:: The exercise ::
What do the lines from the one containing "Where can you see the green plant?" through the end of the entries say? Quote them exactly, and only them.

:: Supplied data ::

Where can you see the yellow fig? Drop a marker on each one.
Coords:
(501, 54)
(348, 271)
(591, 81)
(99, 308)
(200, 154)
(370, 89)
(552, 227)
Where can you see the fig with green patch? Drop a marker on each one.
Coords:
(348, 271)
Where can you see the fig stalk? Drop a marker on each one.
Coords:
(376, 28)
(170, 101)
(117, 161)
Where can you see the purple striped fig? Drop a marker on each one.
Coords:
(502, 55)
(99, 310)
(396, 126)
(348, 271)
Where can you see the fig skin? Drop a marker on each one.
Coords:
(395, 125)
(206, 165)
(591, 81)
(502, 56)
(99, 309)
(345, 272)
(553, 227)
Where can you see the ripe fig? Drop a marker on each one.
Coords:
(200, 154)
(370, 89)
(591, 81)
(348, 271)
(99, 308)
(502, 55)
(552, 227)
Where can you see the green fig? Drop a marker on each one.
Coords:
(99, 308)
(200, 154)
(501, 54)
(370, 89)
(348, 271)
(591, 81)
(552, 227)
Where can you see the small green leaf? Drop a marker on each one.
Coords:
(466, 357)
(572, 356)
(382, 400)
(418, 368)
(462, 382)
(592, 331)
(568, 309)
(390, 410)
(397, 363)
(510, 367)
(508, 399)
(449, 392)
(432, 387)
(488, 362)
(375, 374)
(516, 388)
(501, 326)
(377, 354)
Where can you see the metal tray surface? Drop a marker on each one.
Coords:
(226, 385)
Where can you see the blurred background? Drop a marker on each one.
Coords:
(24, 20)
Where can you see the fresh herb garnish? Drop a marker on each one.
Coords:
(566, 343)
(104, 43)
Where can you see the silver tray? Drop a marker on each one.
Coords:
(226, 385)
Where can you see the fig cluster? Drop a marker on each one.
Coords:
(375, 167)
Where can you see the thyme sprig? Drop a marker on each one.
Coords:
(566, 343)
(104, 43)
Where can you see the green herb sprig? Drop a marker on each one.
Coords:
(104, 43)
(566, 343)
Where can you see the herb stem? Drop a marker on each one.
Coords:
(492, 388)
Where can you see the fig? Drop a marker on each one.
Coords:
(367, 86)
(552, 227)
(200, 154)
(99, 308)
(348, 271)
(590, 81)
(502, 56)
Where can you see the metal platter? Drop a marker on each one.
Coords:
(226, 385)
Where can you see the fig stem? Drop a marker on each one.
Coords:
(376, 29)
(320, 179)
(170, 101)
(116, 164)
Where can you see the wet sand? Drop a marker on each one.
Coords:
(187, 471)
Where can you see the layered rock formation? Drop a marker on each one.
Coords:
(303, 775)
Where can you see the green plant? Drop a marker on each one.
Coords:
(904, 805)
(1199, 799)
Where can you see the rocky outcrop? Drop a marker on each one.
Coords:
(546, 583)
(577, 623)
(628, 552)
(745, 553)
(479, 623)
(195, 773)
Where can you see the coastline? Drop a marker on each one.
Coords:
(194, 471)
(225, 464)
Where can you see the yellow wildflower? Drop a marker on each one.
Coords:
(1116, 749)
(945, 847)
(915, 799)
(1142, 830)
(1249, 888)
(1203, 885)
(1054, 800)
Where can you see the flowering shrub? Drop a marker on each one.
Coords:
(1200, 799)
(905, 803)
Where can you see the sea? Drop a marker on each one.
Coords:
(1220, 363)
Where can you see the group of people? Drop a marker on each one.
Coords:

:: Correct response ::
Where can you see the green plant? Drop a marker on each one.
Coords:
(904, 805)
(1199, 799)
Where can you see the rocky outcrop? Drop a marker on each one.
Coords:
(546, 583)
(577, 623)
(628, 552)
(745, 553)
(479, 623)
(195, 773)
Where can you see the coastline? Drop a marker on each one.
Coords:
(194, 471)
(225, 464)
Where can you see the yellow wildflower? Drop a marker on each one.
Coords:
(1116, 749)
(945, 847)
(915, 799)
(1142, 830)
(1249, 888)
(1203, 885)
(1054, 800)
Where can you see the flowering shrub? Drop a marker on each one.
Coords:
(1200, 799)
(905, 803)
Where can you see the sea? Drop a marker on each one.
Coords:
(1220, 363)
Where can you see the group of people? Drop a marker on each one.
Coords:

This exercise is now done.